DATA TO PROCESS:
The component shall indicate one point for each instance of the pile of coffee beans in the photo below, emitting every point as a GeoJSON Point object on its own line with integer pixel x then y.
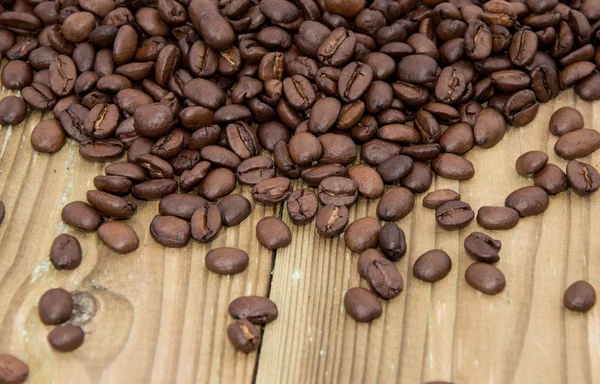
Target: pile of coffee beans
{"type": "Point", "coordinates": [357, 99]}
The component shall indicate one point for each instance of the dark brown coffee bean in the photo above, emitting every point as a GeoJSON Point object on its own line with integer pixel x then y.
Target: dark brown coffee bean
{"type": "Point", "coordinates": [497, 218]}
{"type": "Point", "coordinates": [206, 223]}
{"type": "Point", "coordinates": [435, 199]}
{"type": "Point", "coordinates": [482, 248]}
{"type": "Point", "coordinates": [362, 305]}
{"type": "Point", "coordinates": [580, 296]}
{"type": "Point", "coordinates": [362, 234]}
{"type": "Point", "coordinates": [432, 266]}
{"type": "Point", "coordinates": [331, 220]}
{"type": "Point", "coordinates": [55, 306]}
{"type": "Point", "coordinates": [170, 231]}
{"type": "Point", "coordinates": [583, 178]}
{"type": "Point", "coordinates": [528, 201]}
{"type": "Point", "coordinates": [454, 215]}
{"type": "Point", "coordinates": [226, 261]}
{"type": "Point", "coordinates": [531, 162]}
{"type": "Point", "coordinates": [82, 216]}
{"type": "Point", "coordinates": [66, 338]}
{"type": "Point", "coordinates": [12, 370]}
{"type": "Point", "coordinates": [577, 144]}
{"type": "Point", "coordinates": [485, 278]}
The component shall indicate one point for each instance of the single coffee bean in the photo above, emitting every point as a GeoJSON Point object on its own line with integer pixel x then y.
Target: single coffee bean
{"type": "Point", "coordinates": [497, 218]}
{"type": "Point", "coordinates": [55, 306]}
{"type": "Point", "coordinates": [580, 296]}
{"type": "Point", "coordinates": [273, 233]}
{"type": "Point", "coordinates": [435, 199]}
{"type": "Point", "coordinates": [331, 220]}
{"type": "Point", "coordinates": [454, 215]}
{"type": "Point", "coordinates": [362, 305]}
{"type": "Point", "coordinates": [256, 309]}
{"type": "Point", "coordinates": [528, 201]}
{"type": "Point", "coordinates": [482, 248]}
{"type": "Point", "coordinates": [362, 234]}
{"type": "Point", "coordinates": [226, 261]}
{"type": "Point", "coordinates": [395, 204]}
{"type": "Point", "coordinates": [244, 336]}
{"type": "Point", "coordinates": [583, 178]}
{"type": "Point", "coordinates": [66, 338]}
{"type": "Point", "coordinates": [392, 241]}
{"type": "Point", "coordinates": [531, 162]}
{"type": "Point", "coordinates": [432, 266]}
{"type": "Point", "coordinates": [118, 236]}
{"type": "Point", "coordinates": [65, 252]}
{"type": "Point", "coordinates": [82, 216]}
{"type": "Point", "coordinates": [206, 223]}
{"type": "Point", "coordinates": [485, 278]}
{"type": "Point", "coordinates": [12, 370]}
{"type": "Point", "coordinates": [552, 179]}
{"type": "Point", "coordinates": [170, 231]}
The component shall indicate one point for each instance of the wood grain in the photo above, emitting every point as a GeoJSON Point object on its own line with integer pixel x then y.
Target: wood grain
{"type": "Point", "coordinates": [162, 316]}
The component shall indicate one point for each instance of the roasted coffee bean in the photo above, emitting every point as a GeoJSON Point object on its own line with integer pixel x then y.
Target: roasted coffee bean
{"type": "Point", "coordinates": [226, 261]}
{"type": "Point", "coordinates": [580, 296]}
{"type": "Point", "coordinates": [482, 248]}
{"type": "Point", "coordinates": [577, 144]}
{"type": "Point", "coordinates": [338, 191]}
{"type": "Point", "coordinates": [331, 220]}
{"type": "Point", "coordinates": [302, 205]}
{"type": "Point", "coordinates": [528, 201]}
{"type": "Point", "coordinates": [435, 199]}
{"type": "Point", "coordinates": [454, 215]}
{"type": "Point", "coordinates": [552, 179]}
{"type": "Point", "coordinates": [531, 162]}
{"type": "Point", "coordinates": [55, 306]}
{"type": "Point", "coordinates": [170, 231]}
{"type": "Point", "coordinates": [244, 336]}
{"type": "Point", "coordinates": [66, 338]}
{"type": "Point", "coordinates": [12, 370]}
{"type": "Point", "coordinates": [82, 216]}
{"type": "Point", "coordinates": [497, 218]}
{"type": "Point", "coordinates": [583, 178]}
{"type": "Point", "coordinates": [432, 266]}
{"type": "Point", "coordinates": [485, 278]}
{"type": "Point", "coordinates": [362, 305]}
{"type": "Point", "coordinates": [65, 252]}
{"type": "Point", "coordinates": [362, 234]}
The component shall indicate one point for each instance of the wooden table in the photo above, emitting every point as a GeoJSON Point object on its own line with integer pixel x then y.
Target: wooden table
{"type": "Point", "coordinates": [162, 317]}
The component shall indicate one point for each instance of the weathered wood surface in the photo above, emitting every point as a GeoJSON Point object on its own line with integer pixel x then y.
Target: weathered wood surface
{"type": "Point", "coordinates": [162, 316]}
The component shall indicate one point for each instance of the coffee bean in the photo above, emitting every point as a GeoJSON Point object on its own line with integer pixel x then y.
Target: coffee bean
{"type": "Point", "coordinates": [206, 223]}
{"type": "Point", "coordinates": [170, 231]}
{"type": "Point", "coordinates": [362, 305]}
{"type": "Point", "coordinates": [583, 178]}
{"type": "Point", "coordinates": [531, 162]}
{"type": "Point", "coordinates": [482, 248]}
{"type": "Point", "coordinates": [82, 216]}
{"type": "Point", "coordinates": [273, 233]}
{"type": "Point", "coordinates": [432, 266]}
{"type": "Point", "coordinates": [65, 252]}
{"type": "Point", "coordinates": [580, 296]}
{"type": "Point", "coordinates": [12, 370]}
{"type": "Point", "coordinates": [497, 218]}
{"type": "Point", "coordinates": [528, 201]}
{"type": "Point", "coordinates": [362, 234]}
{"type": "Point", "coordinates": [118, 236]}
{"type": "Point", "coordinates": [454, 215]}
{"type": "Point", "coordinates": [66, 338]}
{"type": "Point", "coordinates": [226, 261]}
{"type": "Point", "coordinates": [485, 278]}
{"type": "Point", "coordinates": [55, 306]}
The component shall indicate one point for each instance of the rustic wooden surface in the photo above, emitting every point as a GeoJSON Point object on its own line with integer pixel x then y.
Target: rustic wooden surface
{"type": "Point", "coordinates": [162, 316]}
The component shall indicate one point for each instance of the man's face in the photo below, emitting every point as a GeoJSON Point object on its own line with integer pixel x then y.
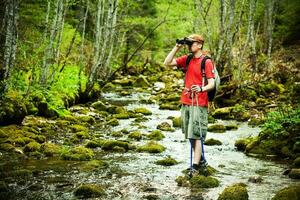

WHAT IS EXPECTED: Line by line, reproduce the material above exactly, leaving each picture out.

SOLUTION FOR THIS TASK:
The component shall indicate one point for each instance of the pile of coffee beans in the photo below, emitting every point as a GeoJSON Point object on its own line with integer pixel x then y.
Target: pile of coffee beans
{"type": "Point", "coordinates": [357, 99]}
The component shall indicate one point for each instance of the dark brown coffee bean in the photo above, emitting every point as a GeoJSON Point object on its own line with integer pixel x then y.
Target: dark brown coffee bean
{"type": "Point", "coordinates": [497, 218]}
{"type": "Point", "coordinates": [206, 223]}
{"type": "Point", "coordinates": [435, 199]}
{"type": "Point", "coordinates": [482, 248]}
{"type": "Point", "coordinates": [362, 305]}
{"type": "Point", "coordinates": [580, 296]}
{"type": "Point", "coordinates": [362, 234]}
{"type": "Point", "coordinates": [432, 266]}
{"type": "Point", "coordinates": [331, 220]}
{"type": "Point", "coordinates": [55, 306]}
{"type": "Point", "coordinates": [170, 231]}
{"type": "Point", "coordinates": [583, 178]}
{"type": "Point", "coordinates": [528, 201]}
{"type": "Point", "coordinates": [454, 215]}
{"type": "Point", "coordinates": [226, 261]}
{"type": "Point", "coordinates": [531, 162]}
{"type": "Point", "coordinates": [82, 216]}
{"type": "Point", "coordinates": [66, 338]}
{"type": "Point", "coordinates": [12, 370]}
{"type": "Point", "coordinates": [577, 144]}
{"type": "Point", "coordinates": [485, 278]}
The component shall indicate one point for each instance of the single coffee bean in the photo above, emitting every point as a GeoJSON Point object on its own line with integer pixel x then y.
Target: single coffee bean
{"type": "Point", "coordinates": [497, 218]}
{"type": "Point", "coordinates": [55, 306]}
{"type": "Point", "coordinates": [580, 296]}
{"type": "Point", "coordinates": [273, 233]}
{"type": "Point", "coordinates": [435, 199]}
{"type": "Point", "coordinates": [331, 220]}
{"type": "Point", "coordinates": [454, 215]}
{"type": "Point", "coordinates": [362, 305]}
{"type": "Point", "coordinates": [256, 309]}
{"type": "Point", "coordinates": [528, 201]}
{"type": "Point", "coordinates": [482, 248]}
{"type": "Point", "coordinates": [362, 234]}
{"type": "Point", "coordinates": [226, 261]}
{"type": "Point", "coordinates": [395, 204]}
{"type": "Point", "coordinates": [244, 336]}
{"type": "Point", "coordinates": [583, 178]}
{"type": "Point", "coordinates": [66, 338]}
{"type": "Point", "coordinates": [392, 241]}
{"type": "Point", "coordinates": [531, 162]}
{"type": "Point", "coordinates": [432, 266]}
{"type": "Point", "coordinates": [118, 236]}
{"type": "Point", "coordinates": [65, 252]}
{"type": "Point", "coordinates": [82, 216]}
{"type": "Point", "coordinates": [206, 223]}
{"type": "Point", "coordinates": [485, 278]}
{"type": "Point", "coordinates": [12, 370]}
{"type": "Point", "coordinates": [552, 179]}
{"type": "Point", "coordinates": [170, 231]}
The component shall indicate one point for each instance of the wood grain in the photo above, emitting every point as a GeoJSON Point object on its own line with integer pixel x then y.
Target: wood grain
{"type": "Point", "coordinates": [162, 316]}
The component shall indicate one point for each instance of the roasted coffee bean in the photo above, emitting every point as a GeoJSON Point object on its own line with integer pixel x then y.
Target: roasted coffee bean
{"type": "Point", "coordinates": [226, 261]}
{"type": "Point", "coordinates": [580, 296]}
{"type": "Point", "coordinates": [482, 248]}
{"type": "Point", "coordinates": [577, 144]}
{"type": "Point", "coordinates": [338, 191]}
{"type": "Point", "coordinates": [331, 220]}
{"type": "Point", "coordinates": [302, 205]}
{"type": "Point", "coordinates": [528, 201]}
{"type": "Point", "coordinates": [435, 199]}
{"type": "Point", "coordinates": [454, 215]}
{"type": "Point", "coordinates": [552, 179]}
{"type": "Point", "coordinates": [531, 162]}
{"type": "Point", "coordinates": [55, 306]}
{"type": "Point", "coordinates": [170, 231]}
{"type": "Point", "coordinates": [244, 336]}
{"type": "Point", "coordinates": [66, 338]}
{"type": "Point", "coordinates": [12, 370]}
{"type": "Point", "coordinates": [82, 216]}
{"type": "Point", "coordinates": [497, 218]}
{"type": "Point", "coordinates": [583, 178]}
{"type": "Point", "coordinates": [432, 266]}
{"type": "Point", "coordinates": [485, 278]}
{"type": "Point", "coordinates": [362, 305]}
{"type": "Point", "coordinates": [65, 252]}
{"type": "Point", "coordinates": [362, 234]}
The component shall indicate one point for each instance of the wooden table in the photo above, emitting every point as a GeoJSON Point object on its own line with integer pixel x then y.
Target: wooden table
{"type": "Point", "coordinates": [162, 317]}
The component shall indicate one point for each instance of the weathered wood surface in the photo above, emitting every point as a GeoJSON Point object on its own line with integer pixel x then y.
Target: weathered wood surface
{"type": "Point", "coordinates": [162, 316]}
The component shall indicate one point for each instance of the coffee bean in the photo above, emitting every point as a GeoJSON Point object on its own line with integer pixel x then y.
Target: coffee bean
{"type": "Point", "coordinates": [206, 223]}
{"type": "Point", "coordinates": [170, 231]}
{"type": "Point", "coordinates": [362, 305]}
{"type": "Point", "coordinates": [583, 178]}
{"type": "Point", "coordinates": [531, 162]}
{"type": "Point", "coordinates": [482, 248]}
{"type": "Point", "coordinates": [82, 216]}
{"type": "Point", "coordinates": [273, 233]}
{"type": "Point", "coordinates": [432, 266]}
{"type": "Point", "coordinates": [65, 252]}
{"type": "Point", "coordinates": [580, 296]}
{"type": "Point", "coordinates": [12, 370]}
{"type": "Point", "coordinates": [497, 218]}
{"type": "Point", "coordinates": [528, 201]}
{"type": "Point", "coordinates": [362, 234]}
{"type": "Point", "coordinates": [118, 236]}
{"type": "Point", "coordinates": [454, 215]}
{"type": "Point", "coordinates": [66, 338]}
{"type": "Point", "coordinates": [226, 261]}
{"type": "Point", "coordinates": [485, 278]}
{"type": "Point", "coordinates": [55, 306]}
The component shall indicate one point for each instance of the rustic wooden surface in the photo above, emitting every point as a GeoJSON Point object on its own line with integer pixel x then y.
Target: rustic wooden surface
{"type": "Point", "coordinates": [162, 316]}
The component shall indicate one point for each instance of the man's face in the photo below, emitting every point as a GeoJSON Point object on its own line with integer pixel x then y.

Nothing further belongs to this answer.